Manuel Martorell y los sucesos en Montejurra del año 1976

El Rey de España Javier I presta su apoyo público en 1977 (poco antes de su muerte) a la Regencia alzada por D. Sixto Enrique de Borbón en 1975 tras la consumación de la defección del Príncipe de Asturias D. Carlos Hugo, quien no quiso aceptar los lógicos fundamentos establecidos por D. Alfonso Carlos en su Real Decreto de 23 de Enero de 1936 y a los que necesariamente debe ajustarse todo miembro de la Familia Real española con derecho eventual al Trono a fin de confirmar dicho derecho de sucesión so condición de caer en una flagrante contradicción jurídica equivalente, a efectos legales, a una inhabilitación o a una renuncia.

El Sr. Manuel Martorell, al que podría reconocérsele visos de un verdadero historiador si se le hubiera de juzgar sólo por su interesante libro Retorno a la lealtad (2010), echa a perder su talento comulgando sin reparos –y así se hace presente, con más o menos virulencia, en sus obras– con los sesgos que adornan la reinterpretación capciosa del movimiento legitimista y su Historia vomitada por la escuela de J. C. Clemente, pseudohistoriador –éste ya sí, sin matices– al servicio del proceso de «clarificación ideológica» iniciado por la nueva «Corte hugo-teresina», actualmente representada y continuada por Carlos Javier.

● **Datos aportados**:
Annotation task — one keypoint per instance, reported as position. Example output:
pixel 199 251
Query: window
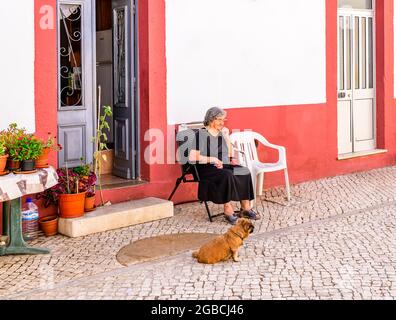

● **Tareas**:
(a) Responde estas preguntas sobre el texto acerca de Manuel Martorell:
(i) ¿En qué año presta Javier I su apoyo público a la Regencia?
(ii) ¿Quién alzó la Regencia y en qué año?
(iii) ¿Qué libro de Manuel Martorell se nombra y de qué año es?
(b) Transcribe del texto acerca de Manuel Martorell el fragmento que empieza con "El Rey de España" y sigue hasta "a una renuncia.".

● **Lista de respuestas**:
(a)
(i) En 1977.
(ii) D. Sixto Enrique de Borbón, en 1975.
(iii) Retorno a la lealtad, de 2010.

(b)
El Rey de España Javier I presta su apoyo público en 1977 (poco antes de su muerte) a la Regencia alzada por D. Sixto Enrique de Borbón en 1975 tras la consumación de la defección del Príncipe de Asturias D. Carlos Hugo, quien no quiso aceptar los lógicos fundamentos establecidos por D. Alfonso Carlos en su Real Decreto de 23 de Enero de 1936 y a los que necesariamente debe ajustarse todo miembro de la Familia Real española con derecho eventual al Trono a fin de confirmar dicho derecho de sucesión so condición de caer en una flagrante contradicción jurídica equivalente, a efectos legales, a una inhabilitación o a una renuncia.